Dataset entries
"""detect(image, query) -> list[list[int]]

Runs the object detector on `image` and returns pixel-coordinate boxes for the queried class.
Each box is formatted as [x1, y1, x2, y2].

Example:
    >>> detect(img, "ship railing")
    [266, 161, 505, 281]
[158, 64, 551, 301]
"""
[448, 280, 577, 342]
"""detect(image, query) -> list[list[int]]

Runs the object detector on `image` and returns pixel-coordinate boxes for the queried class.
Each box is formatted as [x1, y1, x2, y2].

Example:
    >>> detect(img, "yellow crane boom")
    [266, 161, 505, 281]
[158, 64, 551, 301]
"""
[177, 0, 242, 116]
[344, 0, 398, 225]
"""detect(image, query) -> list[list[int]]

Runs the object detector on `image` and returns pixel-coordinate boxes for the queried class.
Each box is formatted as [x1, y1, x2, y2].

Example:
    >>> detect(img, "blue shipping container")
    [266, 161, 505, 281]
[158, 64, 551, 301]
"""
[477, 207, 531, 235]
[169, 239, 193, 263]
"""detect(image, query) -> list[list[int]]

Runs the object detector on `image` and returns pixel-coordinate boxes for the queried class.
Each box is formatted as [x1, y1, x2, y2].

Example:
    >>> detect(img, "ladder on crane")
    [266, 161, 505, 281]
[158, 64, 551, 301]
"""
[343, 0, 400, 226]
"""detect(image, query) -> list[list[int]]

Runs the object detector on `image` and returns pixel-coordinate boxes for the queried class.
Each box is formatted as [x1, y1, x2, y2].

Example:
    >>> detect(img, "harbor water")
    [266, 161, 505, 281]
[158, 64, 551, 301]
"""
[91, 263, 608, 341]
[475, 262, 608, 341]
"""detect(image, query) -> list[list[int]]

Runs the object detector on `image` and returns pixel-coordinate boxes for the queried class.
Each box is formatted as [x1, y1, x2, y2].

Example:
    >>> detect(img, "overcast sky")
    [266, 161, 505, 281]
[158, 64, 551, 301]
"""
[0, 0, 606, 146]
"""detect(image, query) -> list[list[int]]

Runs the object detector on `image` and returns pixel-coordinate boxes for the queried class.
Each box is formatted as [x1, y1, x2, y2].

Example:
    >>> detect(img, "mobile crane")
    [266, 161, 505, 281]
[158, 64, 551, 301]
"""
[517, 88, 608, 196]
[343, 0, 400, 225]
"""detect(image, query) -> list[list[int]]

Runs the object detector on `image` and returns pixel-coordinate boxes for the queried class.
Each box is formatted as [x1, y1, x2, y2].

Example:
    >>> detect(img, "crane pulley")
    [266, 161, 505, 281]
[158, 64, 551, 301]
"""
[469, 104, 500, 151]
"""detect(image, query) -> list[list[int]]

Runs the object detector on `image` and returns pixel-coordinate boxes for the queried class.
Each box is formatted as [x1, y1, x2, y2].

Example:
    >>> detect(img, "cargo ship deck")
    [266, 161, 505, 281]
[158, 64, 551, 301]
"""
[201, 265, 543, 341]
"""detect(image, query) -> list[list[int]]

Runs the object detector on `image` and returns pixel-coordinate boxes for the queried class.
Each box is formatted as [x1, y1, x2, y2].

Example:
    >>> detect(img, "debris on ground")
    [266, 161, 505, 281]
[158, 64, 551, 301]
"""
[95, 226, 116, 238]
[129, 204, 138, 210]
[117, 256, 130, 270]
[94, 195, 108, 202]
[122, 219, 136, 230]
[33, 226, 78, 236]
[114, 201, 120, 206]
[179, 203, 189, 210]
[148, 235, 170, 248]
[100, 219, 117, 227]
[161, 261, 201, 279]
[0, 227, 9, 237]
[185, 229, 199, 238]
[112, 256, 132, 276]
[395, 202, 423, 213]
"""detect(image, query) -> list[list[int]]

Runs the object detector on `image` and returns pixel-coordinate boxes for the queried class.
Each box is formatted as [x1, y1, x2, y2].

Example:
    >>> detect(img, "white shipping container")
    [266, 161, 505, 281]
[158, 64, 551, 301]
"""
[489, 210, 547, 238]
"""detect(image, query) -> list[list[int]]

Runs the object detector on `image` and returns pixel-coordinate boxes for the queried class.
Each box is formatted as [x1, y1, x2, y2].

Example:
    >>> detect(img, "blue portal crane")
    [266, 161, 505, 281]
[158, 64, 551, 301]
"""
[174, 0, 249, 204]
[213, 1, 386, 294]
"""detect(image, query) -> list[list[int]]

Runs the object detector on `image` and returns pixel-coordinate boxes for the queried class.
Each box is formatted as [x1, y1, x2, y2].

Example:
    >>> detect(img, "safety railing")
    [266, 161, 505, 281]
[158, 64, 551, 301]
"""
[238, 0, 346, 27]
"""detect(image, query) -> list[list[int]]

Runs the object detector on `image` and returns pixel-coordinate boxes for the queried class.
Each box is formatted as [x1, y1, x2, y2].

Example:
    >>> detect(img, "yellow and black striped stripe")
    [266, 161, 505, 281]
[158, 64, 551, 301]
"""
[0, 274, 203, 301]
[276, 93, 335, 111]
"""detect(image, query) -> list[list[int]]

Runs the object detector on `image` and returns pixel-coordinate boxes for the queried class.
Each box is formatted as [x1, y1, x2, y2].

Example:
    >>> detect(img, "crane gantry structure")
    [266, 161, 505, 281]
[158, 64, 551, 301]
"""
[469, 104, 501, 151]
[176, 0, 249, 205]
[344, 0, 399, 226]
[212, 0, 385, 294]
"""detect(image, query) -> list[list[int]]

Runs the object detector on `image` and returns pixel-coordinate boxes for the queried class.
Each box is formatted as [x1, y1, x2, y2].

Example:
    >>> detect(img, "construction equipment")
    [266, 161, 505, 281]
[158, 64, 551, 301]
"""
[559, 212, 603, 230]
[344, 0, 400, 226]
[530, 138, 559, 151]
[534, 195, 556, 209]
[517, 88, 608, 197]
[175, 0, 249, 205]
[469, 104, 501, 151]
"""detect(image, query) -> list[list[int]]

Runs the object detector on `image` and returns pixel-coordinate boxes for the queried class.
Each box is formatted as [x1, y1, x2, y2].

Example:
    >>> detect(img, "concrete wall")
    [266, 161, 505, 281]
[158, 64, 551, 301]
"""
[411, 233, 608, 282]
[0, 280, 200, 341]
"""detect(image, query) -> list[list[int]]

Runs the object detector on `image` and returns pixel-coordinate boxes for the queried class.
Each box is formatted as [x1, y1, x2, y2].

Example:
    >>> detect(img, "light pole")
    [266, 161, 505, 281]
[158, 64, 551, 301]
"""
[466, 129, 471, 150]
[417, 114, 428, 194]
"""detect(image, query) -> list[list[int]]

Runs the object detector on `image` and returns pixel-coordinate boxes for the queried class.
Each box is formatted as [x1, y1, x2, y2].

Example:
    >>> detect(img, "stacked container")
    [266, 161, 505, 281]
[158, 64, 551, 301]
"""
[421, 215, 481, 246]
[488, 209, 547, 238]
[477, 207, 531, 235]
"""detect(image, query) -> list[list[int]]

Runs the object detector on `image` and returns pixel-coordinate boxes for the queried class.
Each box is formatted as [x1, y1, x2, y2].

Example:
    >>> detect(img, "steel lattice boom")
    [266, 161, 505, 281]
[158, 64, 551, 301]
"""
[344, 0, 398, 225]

- Task description: The entries above are to be transcribed in full and without error.

- Response for this exercise:
"""detect(image, query) -> list[list[int]]

Runs the object detector on `image` and returns pixel-coordinate boxes for the queried class.
Each box is formatted as [x1, y1, x2, y2].

Example:
    >>> detect(img, "ship railing")
    [266, 161, 505, 281]
[158, 64, 551, 301]
"""
[448, 280, 577, 342]
"""detect(image, query) -> list[list[int]]

Runs the object detector on `image` and returns pixel-coordinate boxes for the queried class.
Each box is formatted as [x1, y1, x2, y2].

Example:
    >>> detect(img, "yellow crane boom")
    [266, 161, 505, 281]
[158, 64, 551, 301]
"""
[177, 0, 242, 116]
[344, 0, 398, 225]
"""detect(image, query) -> list[list[int]]

Runs the object detector on `image` and returns pixel-coordinate boxes for the queried class.
Each box is formatted as [x1, y1, x2, y2].

Example:
    >>> detect(img, "blue shipping container")
    [266, 161, 505, 281]
[158, 64, 551, 301]
"""
[477, 207, 531, 235]
[169, 239, 193, 263]
"""detect(image, query) -> list[list[int]]

Runs the object detector on `image` and returns pixel-coordinate boxes for the queried class.
Each box is formatted as [x1, y1, x2, y2].

Example:
    >>> detect(img, "ladder on crane")
    [266, 161, 505, 281]
[158, 64, 551, 301]
"""
[343, 0, 400, 226]
"""detect(image, query) -> list[list[int]]

Runs the object detector on `image` and returns pixel-coordinate boxes for the queried class.
Each box is formatted as [x1, y1, x2, y2].

Example:
    >>> detect(img, "harbor water")
    [266, 161, 505, 281]
[158, 64, 551, 301]
"""
[91, 263, 608, 341]
[475, 262, 608, 341]
"""detect(image, query) -> list[list[int]]

Runs the object detector on `image` and returns pixel-coordinate boxes for the queried class.
Each box is formatted as [x1, y1, x2, y2].

Example:
    >>> detect(img, "overcast sky")
    [266, 161, 505, 281]
[158, 64, 551, 301]
"""
[0, 0, 606, 146]
"""detect(image, query) -> list[list[int]]

Runs the object detector on `image` and returns pixel-coordinate boxes for the queried class.
Each box is formatted as [x1, y1, x2, y2].

Example:
    >>> detect(img, "mobile crane")
    [266, 161, 505, 281]
[158, 64, 551, 301]
"""
[517, 88, 608, 196]
[343, 0, 400, 225]
"""detect(image, query) -> list[list[int]]

Runs the object detector on `image` and returns pixel-coordinate boxes for the queried class.
Each box is formatted as [x1, y1, x2, y2].

Example:
    >>> detect(img, "crane pulley")
    [266, 161, 505, 281]
[158, 64, 551, 301]
"""
[469, 104, 500, 151]
"""detect(image, query) -> list[list[int]]

Runs the object detector on `image` and returns pixel-coordinate boxes for the queried class.
Each box is formatted as [x1, y1, x2, y2].

Example:
    >>> detect(img, "cargo ship deck")
    [266, 161, 505, 281]
[158, 64, 551, 301]
"""
[201, 265, 543, 341]
"""detect(image, query) -> list[list[int]]

Runs the object detector on `image` and returns pixel-coordinate boxes for the queried class.
Each box is formatted as [x1, y1, x2, y2].

Example:
    >>> detect(img, "debris on ground")
    [266, 161, 505, 281]
[158, 64, 551, 301]
"""
[95, 226, 116, 238]
[129, 204, 138, 210]
[117, 256, 130, 270]
[94, 195, 108, 202]
[122, 219, 136, 230]
[33, 226, 78, 236]
[114, 201, 120, 206]
[179, 203, 189, 210]
[148, 235, 170, 248]
[100, 219, 117, 227]
[161, 261, 201, 279]
[0, 227, 9, 237]
[185, 229, 199, 238]
[112, 256, 132, 276]
[395, 202, 423, 213]
"""detect(image, query) -> list[list[int]]

Runs the object detector on `image` and returns pixel-coordinate boxes for the queried class.
Each box is formatted as [x1, y1, x2, y2].

Example:
    >>> detect(img, "white shipping container")
    [266, 161, 505, 281]
[158, 64, 551, 301]
"""
[489, 210, 547, 238]
"""detect(image, query) -> list[list[int]]

Runs the object detector on `image` and returns pixel-coordinate boxes for the queried class.
Each box is formatted as [x1, y1, x2, y2].

Example:
    >>> detect(img, "blue portal crane")
    [266, 161, 505, 281]
[158, 64, 551, 301]
"""
[174, 0, 249, 204]
[213, 1, 386, 294]
"""detect(image, query) -> list[list[int]]

Runs the object detector on `image` and returns pixel-coordinate boxes for the queried class.
Each box is formatted as [x1, y1, x2, y2].

Example:
    >>> detect(img, "safety railing")
    [266, 161, 505, 281]
[158, 64, 551, 301]
"""
[238, 0, 346, 27]
"""detect(image, query) -> list[list[int]]

Runs the object detector on `image` and returns pixel-coordinate boxes for the queried class.
Each box is formatted as [x1, y1, x2, y2].

Example:
    >>> detect(img, "yellow and black striped stripe")
    [266, 161, 505, 281]
[158, 64, 551, 301]
"""
[0, 274, 203, 301]
[276, 93, 335, 111]
"""detect(image, query) -> list[list[int]]

Runs the object detector on `image` and returns pixel-coordinate boxes for the queried class.
Each box is formatted as [x1, y1, x2, y2].

Example:
    >>> detect(img, "crane gantry structure")
    [266, 161, 505, 281]
[158, 64, 551, 301]
"""
[469, 104, 501, 151]
[176, 0, 249, 205]
[344, 0, 399, 226]
[212, 0, 385, 294]
"""detect(image, query) -> list[list[int]]

Runs the object detector on `image` and returns pixel-coordinate boxes for the queried class.
Each box is formatted as [x1, y1, x2, y2].

Example:
    >>> detect(img, "construction equipment")
    [266, 161, 505, 281]
[158, 64, 551, 301]
"""
[559, 212, 603, 230]
[344, 0, 400, 226]
[530, 138, 559, 151]
[534, 195, 556, 209]
[517, 88, 608, 197]
[175, 0, 249, 205]
[469, 104, 501, 151]
"""detect(image, query) -> list[list[int]]

Runs the object detector on `image` and returns pixel-coordinate boxes for the queried class.
Each box is formatted as [x1, y1, x2, y2].

Example:
    >>> detect(img, "concrete wall")
    [266, 161, 505, 281]
[158, 64, 551, 301]
"""
[411, 233, 608, 282]
[0, 280, 200, 341]
"""detect(image, query) -> list[list[int]]

Runs the object detector on `image` and returns pixel-coordinate boxes for the queried class.
Each box is formatted as [x1, y1, x2, y2].

Example:
    >>> detect(img, "light pole")
    [266, 161, 505, 281]
[158, 64, 551, 301]
"""
[466, 129, 471, 150]
[417, 114, 428, 194]
"""detect(image, query) -> list[list[int]]

Runs the object detector on `image` and returns pixel-coordinate boxes for the queried class.
Each box is formatted as [x1, y1, x2, y2].

Example:
    >>> detect(img, "stacked container")
    [266, 161, 505, 281]
[158, 64, 551, 301]
"""
[421, 215, 481, 246]
[488, 209, 547, 238]
[477, 207, 531, 235]
"""detect(image, query) -> list[list[int]]

Runs the object detector on `image` and returns pixel-coordinate boxes for the queried class.
Each box is formatted as [x1, y1, x2, y2].

Example:
    >>> detect(img, "steel lattice boom")
    [266, 161, 505, 281]
[158, 64, 551, 301]
"""
[344, 0, 398, 225]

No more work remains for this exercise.